- [Work required]: All lines from the one containing "Would you be able to pin the reflective" to the end of the data below are to be returned exactly, both ends included, with nothing added.

- [Data supplied]:
--- START ---

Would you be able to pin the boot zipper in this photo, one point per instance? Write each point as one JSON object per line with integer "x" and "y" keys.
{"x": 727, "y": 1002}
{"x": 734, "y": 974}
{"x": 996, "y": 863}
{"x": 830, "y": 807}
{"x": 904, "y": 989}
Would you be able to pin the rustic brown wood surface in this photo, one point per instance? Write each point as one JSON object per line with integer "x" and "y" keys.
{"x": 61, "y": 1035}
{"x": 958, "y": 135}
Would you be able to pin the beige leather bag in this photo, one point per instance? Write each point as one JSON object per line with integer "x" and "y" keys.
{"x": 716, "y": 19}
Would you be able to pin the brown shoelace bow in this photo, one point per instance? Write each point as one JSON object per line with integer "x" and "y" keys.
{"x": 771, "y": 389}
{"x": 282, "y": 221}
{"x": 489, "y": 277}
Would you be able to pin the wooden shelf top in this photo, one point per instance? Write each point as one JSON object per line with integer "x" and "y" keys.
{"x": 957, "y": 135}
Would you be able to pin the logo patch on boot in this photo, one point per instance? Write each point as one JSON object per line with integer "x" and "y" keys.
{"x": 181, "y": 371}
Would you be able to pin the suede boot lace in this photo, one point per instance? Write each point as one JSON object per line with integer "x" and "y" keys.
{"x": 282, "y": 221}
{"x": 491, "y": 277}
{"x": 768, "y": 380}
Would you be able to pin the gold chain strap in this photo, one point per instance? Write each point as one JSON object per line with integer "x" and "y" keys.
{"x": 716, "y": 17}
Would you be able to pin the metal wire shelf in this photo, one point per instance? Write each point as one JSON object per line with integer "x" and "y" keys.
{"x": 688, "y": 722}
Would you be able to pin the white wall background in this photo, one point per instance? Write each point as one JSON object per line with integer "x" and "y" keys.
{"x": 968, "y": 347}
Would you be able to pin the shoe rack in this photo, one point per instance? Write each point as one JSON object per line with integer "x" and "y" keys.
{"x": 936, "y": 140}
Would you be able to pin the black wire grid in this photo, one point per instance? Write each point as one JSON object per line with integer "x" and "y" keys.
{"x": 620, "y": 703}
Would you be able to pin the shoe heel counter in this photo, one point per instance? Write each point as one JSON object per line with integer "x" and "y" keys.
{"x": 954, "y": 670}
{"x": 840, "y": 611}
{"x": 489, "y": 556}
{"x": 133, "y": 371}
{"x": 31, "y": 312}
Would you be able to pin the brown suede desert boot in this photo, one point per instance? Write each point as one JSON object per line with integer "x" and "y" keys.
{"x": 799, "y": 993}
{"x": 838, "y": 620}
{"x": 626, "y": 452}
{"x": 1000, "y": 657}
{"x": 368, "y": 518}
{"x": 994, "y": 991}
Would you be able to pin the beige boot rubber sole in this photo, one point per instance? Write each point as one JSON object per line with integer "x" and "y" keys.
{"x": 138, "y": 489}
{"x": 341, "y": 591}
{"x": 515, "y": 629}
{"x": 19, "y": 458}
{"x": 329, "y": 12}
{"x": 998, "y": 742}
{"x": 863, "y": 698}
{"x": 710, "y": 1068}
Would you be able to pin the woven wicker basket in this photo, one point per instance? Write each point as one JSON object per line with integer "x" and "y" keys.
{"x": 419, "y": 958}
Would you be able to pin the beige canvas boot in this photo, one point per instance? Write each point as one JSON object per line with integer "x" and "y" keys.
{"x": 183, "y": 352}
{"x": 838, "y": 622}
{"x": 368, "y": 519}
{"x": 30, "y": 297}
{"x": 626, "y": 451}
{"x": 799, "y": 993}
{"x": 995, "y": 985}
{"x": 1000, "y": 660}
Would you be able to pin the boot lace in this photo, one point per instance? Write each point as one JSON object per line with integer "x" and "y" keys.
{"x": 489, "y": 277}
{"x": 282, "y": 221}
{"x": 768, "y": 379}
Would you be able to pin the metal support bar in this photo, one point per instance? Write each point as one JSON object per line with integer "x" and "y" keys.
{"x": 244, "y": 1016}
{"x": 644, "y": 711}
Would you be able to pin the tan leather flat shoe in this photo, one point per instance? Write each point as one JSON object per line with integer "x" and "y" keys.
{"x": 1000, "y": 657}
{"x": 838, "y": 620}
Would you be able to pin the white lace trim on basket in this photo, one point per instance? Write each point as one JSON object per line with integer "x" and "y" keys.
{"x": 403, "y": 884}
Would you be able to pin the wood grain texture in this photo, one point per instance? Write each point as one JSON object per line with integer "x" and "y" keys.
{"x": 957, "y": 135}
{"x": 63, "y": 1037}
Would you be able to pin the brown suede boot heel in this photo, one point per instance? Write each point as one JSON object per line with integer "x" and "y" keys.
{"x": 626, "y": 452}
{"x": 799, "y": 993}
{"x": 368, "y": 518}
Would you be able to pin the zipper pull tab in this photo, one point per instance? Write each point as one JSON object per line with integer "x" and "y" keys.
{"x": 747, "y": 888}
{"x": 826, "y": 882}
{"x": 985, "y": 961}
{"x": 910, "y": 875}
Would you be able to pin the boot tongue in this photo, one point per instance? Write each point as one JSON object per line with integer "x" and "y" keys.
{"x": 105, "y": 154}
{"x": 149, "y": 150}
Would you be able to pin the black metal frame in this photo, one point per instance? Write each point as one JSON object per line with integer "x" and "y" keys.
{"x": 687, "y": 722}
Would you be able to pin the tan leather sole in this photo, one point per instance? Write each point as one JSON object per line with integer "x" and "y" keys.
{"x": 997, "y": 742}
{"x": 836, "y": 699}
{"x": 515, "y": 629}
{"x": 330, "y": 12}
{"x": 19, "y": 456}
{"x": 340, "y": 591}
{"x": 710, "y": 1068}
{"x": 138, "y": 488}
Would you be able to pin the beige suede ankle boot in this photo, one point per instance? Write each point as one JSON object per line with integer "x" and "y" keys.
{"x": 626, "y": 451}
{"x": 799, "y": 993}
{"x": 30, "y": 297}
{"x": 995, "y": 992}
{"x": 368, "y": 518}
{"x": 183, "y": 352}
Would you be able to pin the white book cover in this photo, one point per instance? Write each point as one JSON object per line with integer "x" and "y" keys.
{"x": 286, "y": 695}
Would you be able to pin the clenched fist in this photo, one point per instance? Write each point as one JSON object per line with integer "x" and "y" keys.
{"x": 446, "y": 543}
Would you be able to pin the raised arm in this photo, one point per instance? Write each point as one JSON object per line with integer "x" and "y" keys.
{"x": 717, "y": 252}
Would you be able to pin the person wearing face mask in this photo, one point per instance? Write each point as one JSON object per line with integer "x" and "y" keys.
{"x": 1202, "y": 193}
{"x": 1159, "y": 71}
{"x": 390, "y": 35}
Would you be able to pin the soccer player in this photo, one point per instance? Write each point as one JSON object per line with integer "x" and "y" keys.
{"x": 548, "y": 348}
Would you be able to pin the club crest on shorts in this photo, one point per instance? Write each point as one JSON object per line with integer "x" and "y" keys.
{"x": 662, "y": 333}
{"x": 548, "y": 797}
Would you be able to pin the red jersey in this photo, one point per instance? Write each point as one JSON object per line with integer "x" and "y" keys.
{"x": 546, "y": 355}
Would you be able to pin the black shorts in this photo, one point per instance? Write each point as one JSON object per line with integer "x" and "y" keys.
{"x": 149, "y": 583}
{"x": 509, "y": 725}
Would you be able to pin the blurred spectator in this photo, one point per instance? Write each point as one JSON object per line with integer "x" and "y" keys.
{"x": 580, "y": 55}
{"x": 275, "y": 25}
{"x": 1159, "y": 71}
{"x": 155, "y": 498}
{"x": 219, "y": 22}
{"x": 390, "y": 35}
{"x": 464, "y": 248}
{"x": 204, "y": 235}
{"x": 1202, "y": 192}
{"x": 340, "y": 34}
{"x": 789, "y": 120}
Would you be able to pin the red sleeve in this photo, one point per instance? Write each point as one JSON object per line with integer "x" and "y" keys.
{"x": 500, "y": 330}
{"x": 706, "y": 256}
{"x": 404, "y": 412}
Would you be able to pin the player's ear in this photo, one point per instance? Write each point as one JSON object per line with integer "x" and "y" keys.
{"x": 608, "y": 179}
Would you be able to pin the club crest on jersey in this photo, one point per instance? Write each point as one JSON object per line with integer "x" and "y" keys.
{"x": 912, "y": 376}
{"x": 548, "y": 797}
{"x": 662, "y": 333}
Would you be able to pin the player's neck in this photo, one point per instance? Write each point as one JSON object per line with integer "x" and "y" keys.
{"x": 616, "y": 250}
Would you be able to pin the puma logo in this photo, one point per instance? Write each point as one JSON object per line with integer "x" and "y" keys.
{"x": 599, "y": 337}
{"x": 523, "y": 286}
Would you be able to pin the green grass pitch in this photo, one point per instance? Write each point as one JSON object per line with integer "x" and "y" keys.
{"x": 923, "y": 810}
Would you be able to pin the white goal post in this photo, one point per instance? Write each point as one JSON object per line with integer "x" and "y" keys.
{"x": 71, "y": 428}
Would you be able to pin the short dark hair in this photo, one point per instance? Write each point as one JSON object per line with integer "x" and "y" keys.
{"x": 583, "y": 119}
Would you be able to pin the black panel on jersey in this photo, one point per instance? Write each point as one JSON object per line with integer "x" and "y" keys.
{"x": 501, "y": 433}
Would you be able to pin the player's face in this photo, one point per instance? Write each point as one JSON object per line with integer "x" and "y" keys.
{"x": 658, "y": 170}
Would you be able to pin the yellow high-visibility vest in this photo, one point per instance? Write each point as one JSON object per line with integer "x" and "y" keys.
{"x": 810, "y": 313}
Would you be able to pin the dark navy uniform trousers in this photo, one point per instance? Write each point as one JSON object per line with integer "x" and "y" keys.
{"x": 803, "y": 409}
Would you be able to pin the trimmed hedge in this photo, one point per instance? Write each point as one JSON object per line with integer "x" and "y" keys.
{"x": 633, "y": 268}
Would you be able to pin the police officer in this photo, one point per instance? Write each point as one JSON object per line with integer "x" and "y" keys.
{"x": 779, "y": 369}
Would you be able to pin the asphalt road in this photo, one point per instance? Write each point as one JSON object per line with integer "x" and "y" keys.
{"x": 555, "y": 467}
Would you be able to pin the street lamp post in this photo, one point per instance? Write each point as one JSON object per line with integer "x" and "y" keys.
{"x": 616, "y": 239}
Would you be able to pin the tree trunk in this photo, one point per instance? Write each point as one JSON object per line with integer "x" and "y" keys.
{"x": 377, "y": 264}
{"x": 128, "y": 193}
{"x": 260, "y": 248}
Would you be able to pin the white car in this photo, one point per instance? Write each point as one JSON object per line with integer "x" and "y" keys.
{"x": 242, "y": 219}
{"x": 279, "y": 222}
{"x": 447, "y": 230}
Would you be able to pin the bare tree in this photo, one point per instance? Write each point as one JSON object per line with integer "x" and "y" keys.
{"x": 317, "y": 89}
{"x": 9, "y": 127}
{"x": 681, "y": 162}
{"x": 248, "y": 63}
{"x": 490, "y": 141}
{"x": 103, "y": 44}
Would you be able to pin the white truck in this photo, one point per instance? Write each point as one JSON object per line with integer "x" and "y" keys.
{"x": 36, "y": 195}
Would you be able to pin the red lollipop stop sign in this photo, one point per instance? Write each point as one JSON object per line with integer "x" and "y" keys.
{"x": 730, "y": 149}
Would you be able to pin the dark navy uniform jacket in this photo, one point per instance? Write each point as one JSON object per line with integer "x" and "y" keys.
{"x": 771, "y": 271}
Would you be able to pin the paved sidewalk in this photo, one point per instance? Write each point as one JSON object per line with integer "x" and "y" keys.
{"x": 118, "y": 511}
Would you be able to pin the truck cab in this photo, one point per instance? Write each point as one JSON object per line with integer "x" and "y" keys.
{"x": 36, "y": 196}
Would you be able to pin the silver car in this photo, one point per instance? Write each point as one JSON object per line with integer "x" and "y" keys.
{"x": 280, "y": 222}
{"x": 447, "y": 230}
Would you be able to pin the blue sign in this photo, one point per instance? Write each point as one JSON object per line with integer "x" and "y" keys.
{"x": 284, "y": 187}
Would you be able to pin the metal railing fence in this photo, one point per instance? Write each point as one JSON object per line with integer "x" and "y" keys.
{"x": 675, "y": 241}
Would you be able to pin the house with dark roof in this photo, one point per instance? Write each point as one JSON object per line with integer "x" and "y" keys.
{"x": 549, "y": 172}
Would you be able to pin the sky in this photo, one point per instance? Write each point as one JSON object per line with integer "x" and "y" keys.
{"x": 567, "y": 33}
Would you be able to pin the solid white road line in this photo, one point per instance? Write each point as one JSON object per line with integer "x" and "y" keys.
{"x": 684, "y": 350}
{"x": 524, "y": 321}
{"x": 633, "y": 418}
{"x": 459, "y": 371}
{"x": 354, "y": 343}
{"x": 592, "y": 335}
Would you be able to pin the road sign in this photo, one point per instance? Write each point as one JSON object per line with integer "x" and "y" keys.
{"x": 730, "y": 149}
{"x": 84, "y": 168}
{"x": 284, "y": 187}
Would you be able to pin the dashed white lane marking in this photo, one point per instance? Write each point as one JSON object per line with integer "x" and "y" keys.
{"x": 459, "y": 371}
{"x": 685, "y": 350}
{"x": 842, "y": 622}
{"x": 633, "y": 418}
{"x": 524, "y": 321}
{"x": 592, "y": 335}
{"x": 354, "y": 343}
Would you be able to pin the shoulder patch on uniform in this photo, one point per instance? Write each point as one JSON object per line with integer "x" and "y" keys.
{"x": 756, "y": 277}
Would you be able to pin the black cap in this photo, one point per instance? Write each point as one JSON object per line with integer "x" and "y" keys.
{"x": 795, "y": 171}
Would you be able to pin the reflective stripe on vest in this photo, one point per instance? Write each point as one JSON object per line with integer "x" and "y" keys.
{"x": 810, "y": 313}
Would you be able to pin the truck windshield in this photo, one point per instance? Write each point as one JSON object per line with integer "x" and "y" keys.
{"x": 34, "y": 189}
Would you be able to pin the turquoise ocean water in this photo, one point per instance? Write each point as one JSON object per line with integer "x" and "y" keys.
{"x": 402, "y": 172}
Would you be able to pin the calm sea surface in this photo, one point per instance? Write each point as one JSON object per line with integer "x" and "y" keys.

--- END ---

- [Solved exercise]:
Would you be able to pin the reflective stripe on vest in this photo, one point per instance? Write each point as one JSON object per line with integer "x" and "y" keys.
{"x": 810, "y": 313}
Would you be able to pin the truck windshield in this photo, one point per instance? Write each point as one JSON object per line with integer "x" and "y" keys.
{"x": 34, "y": 189}
Would you be able to pin the turquoise ocean water in this photo, one point per instance? Write each point as one JSON object per line with integer "x" and "y" keys.
{"x": 402, "y": 172}
Would you be able to pin the calm sea surface in this photo, one point per instance? Write each point as one JSON object per line with integer "x" and "y" keys.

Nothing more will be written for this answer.